Job:
Retype the records below word for word, leaving out the pictures.

Supplied entries:
※

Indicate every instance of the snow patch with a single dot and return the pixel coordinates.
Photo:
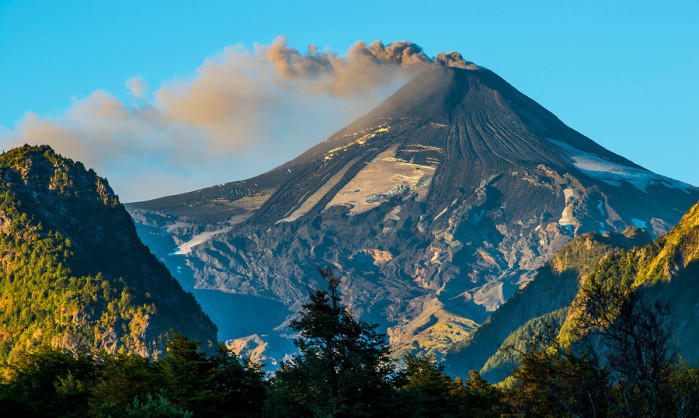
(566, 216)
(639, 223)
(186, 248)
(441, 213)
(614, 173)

※

Correct output:
Indicate every instance of the snow patch with a single dot and return the pixel coordinates.
Photo:
(566, 216)
(639, 223)
(186, 248)
(441, 213)
(614, 173)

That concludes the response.